SOURCE EXTRACT:
══════

These critters prefer feeding on oak trees, Stafford said.
“When you get this many caterpillars, they’re not going be as selective, and after they’re finished defoliating a tree, they’ll move to almost anything else just because they’re hungry and there’s so many of them,” he said.
That even includes sharpneedled ones.
“They don’t particularly care for conifers — spruce, hemlock, pine — but they will hit those, too, if the population is high enough,” Stafford said.
Leaves on at least two of the crab apple trees at the Connecticut Trees of Honor at Veterans Park are completely stripped by tent caterpillars, which can be seen clutching the branches, their legs encircling each one like a person would hug another.
“They’ll just gorge themselves until they drop off,” Harris said.
She’s fielded a “ton of reports” about gypsy moth caterpillars, which turn out to be Eastern tent caterpillars, because to the layman, they look remarkably similar, Harris said.

══════

RECORDS PROVIDED:
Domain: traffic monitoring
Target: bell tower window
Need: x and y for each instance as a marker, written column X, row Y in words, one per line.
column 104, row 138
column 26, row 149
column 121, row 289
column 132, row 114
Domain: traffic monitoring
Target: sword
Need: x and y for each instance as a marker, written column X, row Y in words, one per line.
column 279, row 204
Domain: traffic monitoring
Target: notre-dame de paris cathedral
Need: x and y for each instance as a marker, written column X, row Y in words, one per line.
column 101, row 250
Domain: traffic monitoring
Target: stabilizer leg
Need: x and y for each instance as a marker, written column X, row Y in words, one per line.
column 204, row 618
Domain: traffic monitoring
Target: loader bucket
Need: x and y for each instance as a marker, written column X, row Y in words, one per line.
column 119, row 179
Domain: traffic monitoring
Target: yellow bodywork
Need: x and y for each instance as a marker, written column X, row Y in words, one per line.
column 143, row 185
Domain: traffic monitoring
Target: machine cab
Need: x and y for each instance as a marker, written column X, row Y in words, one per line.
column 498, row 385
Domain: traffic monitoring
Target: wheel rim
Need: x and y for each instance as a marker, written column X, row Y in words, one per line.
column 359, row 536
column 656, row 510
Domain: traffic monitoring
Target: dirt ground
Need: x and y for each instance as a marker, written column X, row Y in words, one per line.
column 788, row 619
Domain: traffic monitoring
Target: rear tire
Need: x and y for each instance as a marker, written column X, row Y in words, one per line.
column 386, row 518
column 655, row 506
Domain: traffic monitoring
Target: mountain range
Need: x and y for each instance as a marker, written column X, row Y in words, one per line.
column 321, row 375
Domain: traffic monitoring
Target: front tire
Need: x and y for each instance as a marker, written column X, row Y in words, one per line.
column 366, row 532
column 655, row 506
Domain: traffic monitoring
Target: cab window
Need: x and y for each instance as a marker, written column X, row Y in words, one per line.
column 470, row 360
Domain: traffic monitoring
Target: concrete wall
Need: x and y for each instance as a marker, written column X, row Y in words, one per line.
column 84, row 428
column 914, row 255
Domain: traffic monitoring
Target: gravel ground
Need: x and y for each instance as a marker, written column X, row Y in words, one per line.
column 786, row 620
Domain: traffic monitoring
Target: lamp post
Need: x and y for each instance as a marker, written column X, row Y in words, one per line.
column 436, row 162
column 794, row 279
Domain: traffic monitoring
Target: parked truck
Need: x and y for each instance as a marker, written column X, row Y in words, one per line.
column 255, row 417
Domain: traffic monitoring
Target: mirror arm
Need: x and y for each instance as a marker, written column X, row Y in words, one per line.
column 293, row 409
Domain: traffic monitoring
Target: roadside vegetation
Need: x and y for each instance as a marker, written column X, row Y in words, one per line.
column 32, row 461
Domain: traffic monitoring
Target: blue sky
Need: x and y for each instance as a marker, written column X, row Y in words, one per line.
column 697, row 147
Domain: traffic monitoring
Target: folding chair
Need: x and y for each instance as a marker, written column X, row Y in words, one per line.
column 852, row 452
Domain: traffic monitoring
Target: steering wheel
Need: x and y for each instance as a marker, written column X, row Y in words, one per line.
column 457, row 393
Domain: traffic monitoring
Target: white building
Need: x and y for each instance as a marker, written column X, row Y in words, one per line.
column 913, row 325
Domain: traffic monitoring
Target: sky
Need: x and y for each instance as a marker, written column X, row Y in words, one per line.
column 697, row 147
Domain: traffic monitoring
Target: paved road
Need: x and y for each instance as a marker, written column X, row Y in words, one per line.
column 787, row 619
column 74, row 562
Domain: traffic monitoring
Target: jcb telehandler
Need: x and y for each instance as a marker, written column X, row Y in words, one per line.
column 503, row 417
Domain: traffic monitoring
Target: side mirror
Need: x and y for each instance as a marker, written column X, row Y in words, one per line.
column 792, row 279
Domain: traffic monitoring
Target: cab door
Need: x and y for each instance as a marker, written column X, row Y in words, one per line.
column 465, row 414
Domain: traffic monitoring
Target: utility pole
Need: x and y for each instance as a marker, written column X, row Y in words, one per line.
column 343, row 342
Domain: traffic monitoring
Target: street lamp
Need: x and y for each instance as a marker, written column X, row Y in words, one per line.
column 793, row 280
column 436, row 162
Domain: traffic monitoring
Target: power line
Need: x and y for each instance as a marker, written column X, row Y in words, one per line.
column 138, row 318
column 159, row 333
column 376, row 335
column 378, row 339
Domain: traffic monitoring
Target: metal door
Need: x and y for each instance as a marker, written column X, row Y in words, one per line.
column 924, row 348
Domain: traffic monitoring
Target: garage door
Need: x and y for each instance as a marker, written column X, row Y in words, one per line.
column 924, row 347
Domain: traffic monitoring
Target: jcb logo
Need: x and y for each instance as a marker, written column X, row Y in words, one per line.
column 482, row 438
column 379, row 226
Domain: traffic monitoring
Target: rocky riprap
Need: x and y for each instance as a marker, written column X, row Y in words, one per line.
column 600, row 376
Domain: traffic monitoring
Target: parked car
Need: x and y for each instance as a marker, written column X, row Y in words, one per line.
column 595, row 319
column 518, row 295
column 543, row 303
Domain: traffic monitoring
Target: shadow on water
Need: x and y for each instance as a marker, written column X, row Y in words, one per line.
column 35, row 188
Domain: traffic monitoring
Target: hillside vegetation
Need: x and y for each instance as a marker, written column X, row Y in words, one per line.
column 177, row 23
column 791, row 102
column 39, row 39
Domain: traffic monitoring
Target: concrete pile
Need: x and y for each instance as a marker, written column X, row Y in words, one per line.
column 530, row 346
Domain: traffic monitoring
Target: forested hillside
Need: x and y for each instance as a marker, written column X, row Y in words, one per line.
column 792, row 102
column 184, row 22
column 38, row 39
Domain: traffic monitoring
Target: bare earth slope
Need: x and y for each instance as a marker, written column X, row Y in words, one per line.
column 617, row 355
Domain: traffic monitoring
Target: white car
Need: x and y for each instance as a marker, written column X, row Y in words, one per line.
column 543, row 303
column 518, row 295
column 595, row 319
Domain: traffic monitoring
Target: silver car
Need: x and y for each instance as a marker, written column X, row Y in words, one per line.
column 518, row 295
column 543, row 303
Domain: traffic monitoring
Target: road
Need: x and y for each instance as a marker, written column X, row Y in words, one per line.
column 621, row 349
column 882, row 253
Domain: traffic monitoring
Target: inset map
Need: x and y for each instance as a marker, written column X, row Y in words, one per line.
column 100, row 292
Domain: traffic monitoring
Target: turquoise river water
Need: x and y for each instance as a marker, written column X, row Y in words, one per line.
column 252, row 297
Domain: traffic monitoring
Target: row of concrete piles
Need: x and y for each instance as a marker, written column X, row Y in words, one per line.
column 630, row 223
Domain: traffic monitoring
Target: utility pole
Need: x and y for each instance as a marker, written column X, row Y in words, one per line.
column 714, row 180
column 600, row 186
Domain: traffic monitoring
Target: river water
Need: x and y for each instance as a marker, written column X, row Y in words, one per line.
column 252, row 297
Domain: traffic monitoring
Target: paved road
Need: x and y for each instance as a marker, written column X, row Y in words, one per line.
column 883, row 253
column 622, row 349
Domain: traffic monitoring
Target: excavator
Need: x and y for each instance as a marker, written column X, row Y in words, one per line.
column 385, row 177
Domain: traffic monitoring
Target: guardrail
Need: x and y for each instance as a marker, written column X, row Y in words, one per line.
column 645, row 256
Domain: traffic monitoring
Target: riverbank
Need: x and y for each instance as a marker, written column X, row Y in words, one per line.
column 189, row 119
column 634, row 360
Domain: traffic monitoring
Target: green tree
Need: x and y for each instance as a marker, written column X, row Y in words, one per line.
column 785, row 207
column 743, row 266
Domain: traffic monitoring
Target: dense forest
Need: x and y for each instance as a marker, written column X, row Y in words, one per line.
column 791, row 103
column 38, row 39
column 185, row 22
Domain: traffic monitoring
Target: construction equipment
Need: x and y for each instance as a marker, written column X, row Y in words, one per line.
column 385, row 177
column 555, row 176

══════

EXERCISES:
1/ Say whether each statement agrees with the caterpillar passage, giving yes or no and quoting the words that decide it: (a) the caterpillars prefer to feed on oak trees; (b) the caterpillars will never feed on conifers; (c) leaves on at least two crab apple trees at Veterans Park are completely stripped.
2/ Carry the caterpillar passage forward from its final sentence.
The lines have nothing to do with the caterpillar passage.

RESPONSES:
1/
(a) Yes: "These critters prefer feeding on oak trees"
(b) No: "they will hit those, too, if the population is high enough"
(c) Yes: "Leaves on at least two of the crab apple trees at the Connecticut Trees of Honor at Veterans Park are completely stripped by tent caterpillars"

2/
The misidentification is so common, she said, that a Google image search for “gypsy moth caterpillars” churns out images of tent caterpillars.
“There’s that much confusion about it. The tent is much smaller. Its cocoon is a big, webby mess that hangs on a branch,” Harris said, “which you see in the spring. The spring ones are bad ones: at least as damaging as gypsy moths, but people don’t know what they’re seeing.”
“Gypsy moths start out small and grow quite a bit bigger than tent caterpillars,” she said. “Gypsy moths are large and distinctive looking.”
Further, while tent caterpillars feed on ornamental trees, Harris said, such as cherry and crab apples, gypsy moths “go for really good forest trees and they’ll eat anything, but the first trees they inhabit usually are oaks,” Harris said.
How the pests came to the United States is like a horror movie, she said.
“Someone brought them in thinking they could substitute them for silkworms and start a silkworm industry in the Boston area,” she said.
“The gypsy moth is originally native to Eurasia,” according to the DEEP. By the 1600s, it was already being noted as an insect that causes problems. By the 1800s, it had become a prominent pest in Europe; one that had spread widely and was causing the same sort of damage there as it is now known for on this side of the Atlantic.”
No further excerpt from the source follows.